Das renommierte Dernauer Weingut Meyer-Näkel liegt fest in Winzerinnenhand. Die Schwestern Meike und Dörte Näkel lieben und leben in fünfter Generation die Tradition des Weinbaus. Sie erzeugen Topweine, die ihre Herkunft nicht verleugnen können und das einzigartige Terroir der Lagen an der Ahr widerspiegeln. Es geht um Qualität und Authentizität. Die Diplom-Önologinnen folgen den Spuren ihres Vaters, „Rotweinpapst“ Werner Näkel, und schreiben dabei mit großem Erfolg ihre eigene Rotweingeschichte. Ende vergangenen Jahres wurde der in der Flutkatastrophe 2021 nahezu komplett zerstörte Familienbetrieb vom Vinum-Weinguide zum Weingut des Jahres 2024 gekürt: „(…) Umso außergewöhnlicher ist es, dass sie ausgerechnet mit 2021 den vielleicht besten Jahrgang ihres bisherigen Schaffens hinlegten“, hieß es unter anderem in der Begründung. Meike und Dörte Näkel über die Nacht, in der sie fast alles verloren, die Kraft des Weins sowie ihre Stärken als Schwestern und Winzerinnen.
Die große Flut liegt etwa drei Jahre (14. Juli 2021) zurück. In Dernau wird nach wie vor am Wiederaufbau gearbeitet. Welche Erinnerungen haben Sie an die Katastrophe?

* * * * * * *

**ANFORDERUNGEN**
Schreiben Sie den Text über das Weingut Meyer-Näkel im Anschluss an die letzte Frage weiter.

**EXTRAHIERTE ANGABEN**

* * * * * * *

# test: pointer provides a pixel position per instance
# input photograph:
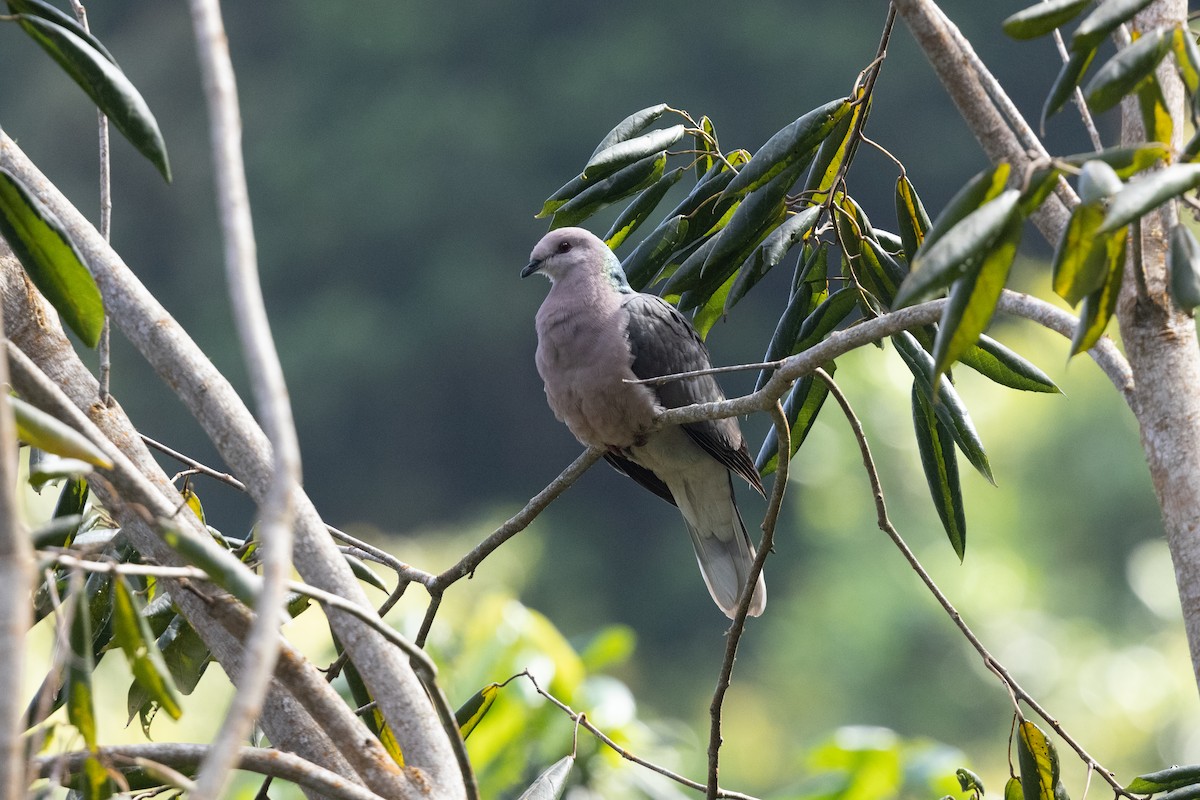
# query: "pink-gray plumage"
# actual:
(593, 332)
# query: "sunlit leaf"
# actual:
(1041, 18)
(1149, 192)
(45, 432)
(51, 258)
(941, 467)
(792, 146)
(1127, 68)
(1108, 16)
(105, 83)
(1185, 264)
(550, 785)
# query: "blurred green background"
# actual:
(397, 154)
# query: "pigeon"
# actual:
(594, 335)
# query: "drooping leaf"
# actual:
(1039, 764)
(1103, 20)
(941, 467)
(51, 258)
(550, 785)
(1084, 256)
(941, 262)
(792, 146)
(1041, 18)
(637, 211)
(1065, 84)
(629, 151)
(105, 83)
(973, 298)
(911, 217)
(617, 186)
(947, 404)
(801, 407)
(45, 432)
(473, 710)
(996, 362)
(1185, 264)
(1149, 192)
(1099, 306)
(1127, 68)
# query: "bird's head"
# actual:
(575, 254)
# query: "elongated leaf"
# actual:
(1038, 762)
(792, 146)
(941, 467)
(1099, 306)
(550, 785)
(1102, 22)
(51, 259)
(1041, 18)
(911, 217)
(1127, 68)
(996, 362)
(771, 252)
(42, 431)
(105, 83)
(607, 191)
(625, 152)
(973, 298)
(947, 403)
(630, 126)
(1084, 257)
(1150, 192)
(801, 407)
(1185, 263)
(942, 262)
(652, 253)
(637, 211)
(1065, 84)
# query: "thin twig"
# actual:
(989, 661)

* * * * * * *

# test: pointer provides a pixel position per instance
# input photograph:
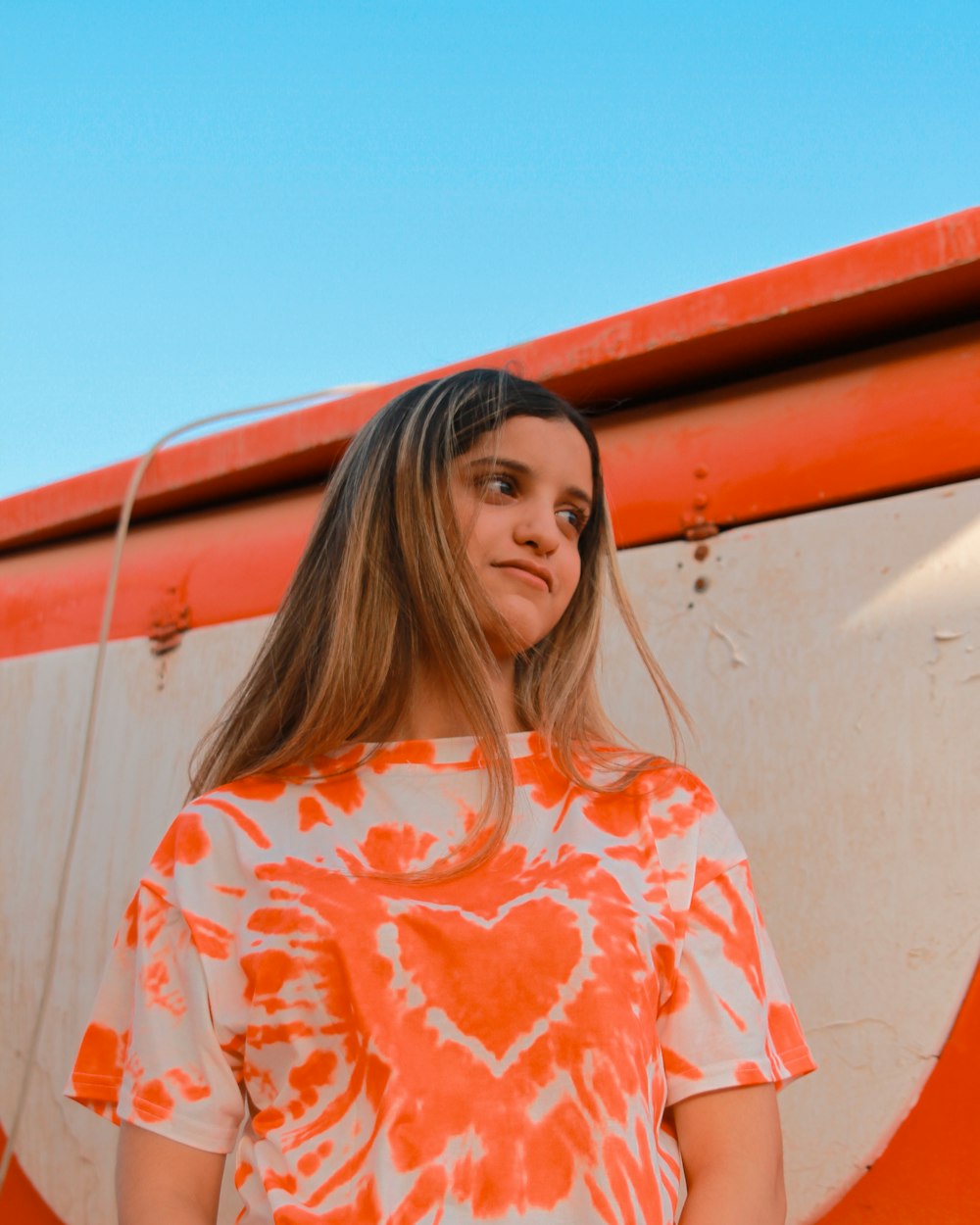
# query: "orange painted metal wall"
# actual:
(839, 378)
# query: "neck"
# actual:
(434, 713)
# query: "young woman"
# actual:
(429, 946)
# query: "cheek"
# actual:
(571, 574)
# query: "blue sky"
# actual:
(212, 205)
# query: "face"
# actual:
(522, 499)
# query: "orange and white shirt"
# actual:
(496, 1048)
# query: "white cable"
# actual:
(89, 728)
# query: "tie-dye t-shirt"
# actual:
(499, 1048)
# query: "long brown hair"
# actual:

* * * * * * *

**ÜBUNGSERGEBNIS**
Dörte: Seit der Flut hat sich das Leben im Tal komplett verändert. Daher werden wir jeden Tag an sie erinnert. Als Sie eben gekommen sind, haben Sie ja gesehen, wie es im Ort immer noch aussieht. Einfache Hochwasser kennen wir, aber das, was wir vor drei Jahren erlebt haben, war zerstörerisch. Wir hatten mit einem „normalen“ Hochwasser gerechnet, aber was dann kam …
Meike: In Dernau sind 90 Prozent der Haushalte von der Flut betroffen. Je enger das Tal ist, desto größer war die Zerstörung. Die meisten Dernauer hatten sich darauf vorbereitet, dass der Keller vollläuft, doch dann reichte das Wasser plötzlich bis unter das Dach. Darauf konnte sich keiner vorbereiten und so sind viele Menschen überrascht worden und gestorben. Es kann sich niemand von unserer Familie daran erinnern, dass in unserem Gut jemals Wasser stand – jetzt ist es zerstört.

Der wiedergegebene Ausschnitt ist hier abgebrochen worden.